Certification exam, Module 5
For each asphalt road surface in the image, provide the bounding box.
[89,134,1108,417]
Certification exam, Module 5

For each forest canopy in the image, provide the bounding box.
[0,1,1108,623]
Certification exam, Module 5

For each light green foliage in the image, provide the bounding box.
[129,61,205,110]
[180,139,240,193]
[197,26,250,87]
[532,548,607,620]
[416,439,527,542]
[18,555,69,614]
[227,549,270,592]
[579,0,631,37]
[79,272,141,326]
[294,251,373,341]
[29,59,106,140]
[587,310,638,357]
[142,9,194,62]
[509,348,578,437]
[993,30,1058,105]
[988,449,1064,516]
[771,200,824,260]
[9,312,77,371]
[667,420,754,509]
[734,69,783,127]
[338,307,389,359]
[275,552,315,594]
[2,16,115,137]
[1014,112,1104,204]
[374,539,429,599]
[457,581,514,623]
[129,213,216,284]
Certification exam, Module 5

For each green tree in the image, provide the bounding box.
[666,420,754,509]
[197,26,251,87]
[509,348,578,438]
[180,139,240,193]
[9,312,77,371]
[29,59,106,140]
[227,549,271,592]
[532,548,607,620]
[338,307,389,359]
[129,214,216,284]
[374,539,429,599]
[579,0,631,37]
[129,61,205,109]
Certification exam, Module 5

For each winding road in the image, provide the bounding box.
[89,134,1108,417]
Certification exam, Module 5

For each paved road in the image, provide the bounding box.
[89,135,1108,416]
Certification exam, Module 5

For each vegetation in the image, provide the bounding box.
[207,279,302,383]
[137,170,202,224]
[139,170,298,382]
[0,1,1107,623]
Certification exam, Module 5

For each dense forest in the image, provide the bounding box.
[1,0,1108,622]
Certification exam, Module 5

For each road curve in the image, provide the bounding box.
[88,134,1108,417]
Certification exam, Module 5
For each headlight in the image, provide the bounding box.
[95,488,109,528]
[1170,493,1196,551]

==

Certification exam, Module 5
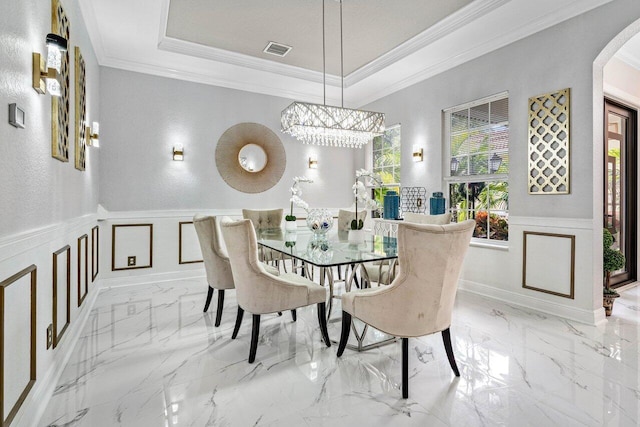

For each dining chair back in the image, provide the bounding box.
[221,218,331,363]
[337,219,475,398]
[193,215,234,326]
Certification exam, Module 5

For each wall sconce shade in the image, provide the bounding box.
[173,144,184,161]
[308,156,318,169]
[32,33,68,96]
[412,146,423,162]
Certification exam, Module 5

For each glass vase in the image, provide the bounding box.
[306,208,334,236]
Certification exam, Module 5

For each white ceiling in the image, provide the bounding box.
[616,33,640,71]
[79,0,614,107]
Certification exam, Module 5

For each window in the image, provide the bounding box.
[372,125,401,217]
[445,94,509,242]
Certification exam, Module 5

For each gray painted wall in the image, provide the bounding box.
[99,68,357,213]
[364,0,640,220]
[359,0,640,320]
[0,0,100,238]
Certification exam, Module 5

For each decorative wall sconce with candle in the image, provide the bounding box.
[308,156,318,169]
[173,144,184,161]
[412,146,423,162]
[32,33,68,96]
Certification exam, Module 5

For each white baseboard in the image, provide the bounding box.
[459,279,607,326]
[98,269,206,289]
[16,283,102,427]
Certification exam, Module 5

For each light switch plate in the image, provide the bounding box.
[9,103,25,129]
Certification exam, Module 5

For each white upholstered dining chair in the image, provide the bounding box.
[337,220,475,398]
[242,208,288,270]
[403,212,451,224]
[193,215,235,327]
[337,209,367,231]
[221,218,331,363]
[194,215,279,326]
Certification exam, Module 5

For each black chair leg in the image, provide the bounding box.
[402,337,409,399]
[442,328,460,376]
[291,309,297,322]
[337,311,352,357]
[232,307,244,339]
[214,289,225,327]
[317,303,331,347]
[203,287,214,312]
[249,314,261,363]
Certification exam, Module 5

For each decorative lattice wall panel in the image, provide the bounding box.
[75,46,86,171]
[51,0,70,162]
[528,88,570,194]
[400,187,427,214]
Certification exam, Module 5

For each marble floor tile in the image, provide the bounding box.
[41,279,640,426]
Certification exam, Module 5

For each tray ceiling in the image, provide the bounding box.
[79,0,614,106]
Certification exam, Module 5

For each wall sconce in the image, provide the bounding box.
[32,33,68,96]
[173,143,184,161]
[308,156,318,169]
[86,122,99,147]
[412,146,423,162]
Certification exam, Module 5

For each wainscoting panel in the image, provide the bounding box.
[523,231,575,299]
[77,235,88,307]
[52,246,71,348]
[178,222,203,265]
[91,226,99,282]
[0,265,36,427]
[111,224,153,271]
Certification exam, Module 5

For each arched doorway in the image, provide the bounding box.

...

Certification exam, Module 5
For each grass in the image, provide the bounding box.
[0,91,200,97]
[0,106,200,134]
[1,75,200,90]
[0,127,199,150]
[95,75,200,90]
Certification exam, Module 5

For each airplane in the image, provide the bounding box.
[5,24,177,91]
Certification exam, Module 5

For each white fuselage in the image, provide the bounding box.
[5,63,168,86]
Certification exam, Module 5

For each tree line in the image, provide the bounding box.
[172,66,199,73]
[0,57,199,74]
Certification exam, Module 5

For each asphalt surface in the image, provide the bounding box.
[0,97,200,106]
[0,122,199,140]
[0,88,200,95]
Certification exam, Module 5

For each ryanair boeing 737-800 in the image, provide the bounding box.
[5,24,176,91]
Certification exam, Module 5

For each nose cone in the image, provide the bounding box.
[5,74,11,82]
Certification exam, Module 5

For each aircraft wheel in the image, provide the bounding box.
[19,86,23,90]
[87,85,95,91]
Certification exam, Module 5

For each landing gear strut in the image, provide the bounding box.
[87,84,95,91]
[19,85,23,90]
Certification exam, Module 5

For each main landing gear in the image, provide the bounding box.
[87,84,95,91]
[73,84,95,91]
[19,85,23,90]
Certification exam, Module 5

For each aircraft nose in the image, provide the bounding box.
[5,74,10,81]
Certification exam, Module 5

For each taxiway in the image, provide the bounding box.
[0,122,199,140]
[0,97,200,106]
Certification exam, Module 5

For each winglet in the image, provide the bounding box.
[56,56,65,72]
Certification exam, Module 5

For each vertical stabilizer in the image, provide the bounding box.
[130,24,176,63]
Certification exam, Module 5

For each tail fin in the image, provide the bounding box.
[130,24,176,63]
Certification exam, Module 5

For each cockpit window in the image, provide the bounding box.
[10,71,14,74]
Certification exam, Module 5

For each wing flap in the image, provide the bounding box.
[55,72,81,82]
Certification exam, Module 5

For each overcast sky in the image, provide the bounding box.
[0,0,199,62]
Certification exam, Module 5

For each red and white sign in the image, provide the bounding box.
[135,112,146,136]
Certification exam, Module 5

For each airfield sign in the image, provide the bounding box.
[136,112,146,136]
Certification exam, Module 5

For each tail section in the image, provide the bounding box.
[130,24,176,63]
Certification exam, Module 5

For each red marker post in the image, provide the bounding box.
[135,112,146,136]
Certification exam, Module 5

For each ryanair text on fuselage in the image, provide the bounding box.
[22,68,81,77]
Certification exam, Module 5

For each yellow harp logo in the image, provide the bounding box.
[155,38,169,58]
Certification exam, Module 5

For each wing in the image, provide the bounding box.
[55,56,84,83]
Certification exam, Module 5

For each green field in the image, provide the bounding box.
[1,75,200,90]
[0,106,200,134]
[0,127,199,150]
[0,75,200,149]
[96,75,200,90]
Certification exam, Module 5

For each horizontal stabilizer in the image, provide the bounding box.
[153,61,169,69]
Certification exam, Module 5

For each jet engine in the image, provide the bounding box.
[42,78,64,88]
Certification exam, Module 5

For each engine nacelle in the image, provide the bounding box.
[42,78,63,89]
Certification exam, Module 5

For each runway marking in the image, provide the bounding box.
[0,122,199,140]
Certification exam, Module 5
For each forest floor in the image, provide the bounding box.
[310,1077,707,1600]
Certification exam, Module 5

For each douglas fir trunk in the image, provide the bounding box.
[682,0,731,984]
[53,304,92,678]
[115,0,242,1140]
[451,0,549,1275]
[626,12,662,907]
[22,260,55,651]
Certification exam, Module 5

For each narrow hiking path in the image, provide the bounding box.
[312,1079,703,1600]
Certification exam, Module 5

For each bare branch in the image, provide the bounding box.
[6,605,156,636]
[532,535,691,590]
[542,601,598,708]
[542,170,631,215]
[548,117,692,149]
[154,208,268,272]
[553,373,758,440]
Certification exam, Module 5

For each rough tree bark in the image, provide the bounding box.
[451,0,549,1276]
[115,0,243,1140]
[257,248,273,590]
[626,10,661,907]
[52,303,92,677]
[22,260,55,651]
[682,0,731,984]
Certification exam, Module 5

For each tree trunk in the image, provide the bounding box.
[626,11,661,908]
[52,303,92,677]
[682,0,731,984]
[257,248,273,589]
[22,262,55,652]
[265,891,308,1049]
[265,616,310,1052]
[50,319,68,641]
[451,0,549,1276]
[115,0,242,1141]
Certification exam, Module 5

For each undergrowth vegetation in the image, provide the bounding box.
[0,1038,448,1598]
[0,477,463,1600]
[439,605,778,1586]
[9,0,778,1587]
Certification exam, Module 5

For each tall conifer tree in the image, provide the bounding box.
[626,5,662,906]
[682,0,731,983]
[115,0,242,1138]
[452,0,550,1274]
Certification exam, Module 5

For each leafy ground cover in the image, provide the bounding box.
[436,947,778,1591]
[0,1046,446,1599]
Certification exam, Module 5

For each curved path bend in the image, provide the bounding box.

§ **Your objective**
All that belongs in your answer is the stretch of entries above from the line with "For each tree trunk" through the line with "For each curved", printed exactly.

§ **Task result**
For each tree trunk in the image, provide the bounding box.
[626,11,661,908]
[52,303,92,677]
[682,0,731,984]
[257,248,273,589]
[22,262,55,652]
[265,891,308,1049]
[265,616,310,1052]
[50,319,68,641]
[451,0,549,1276]
[115,0,242,1141]
Certification exam, Module 5

For each undergrowth vegetation in the image, provide the bounding box.
[0,1038,448,1598]
[0,477,463,1600]
[439,605,778,1586]
[9,0,778,1587]
Certification exam, Module 5

For each tall conifer tree in the image, provide the bounding box.
[626,5,662,906]
[682,0,731,983]
[115,0,242,1138]
[452,0,550,1274]
Certification exam, Module 5

For each leafy ground cover in the image, provide the bounding box.
[436,947,778,1591]
[0,1046,446,1599]
Certification exam, Module 5

For each curved path bend in the image, provide the bounding box.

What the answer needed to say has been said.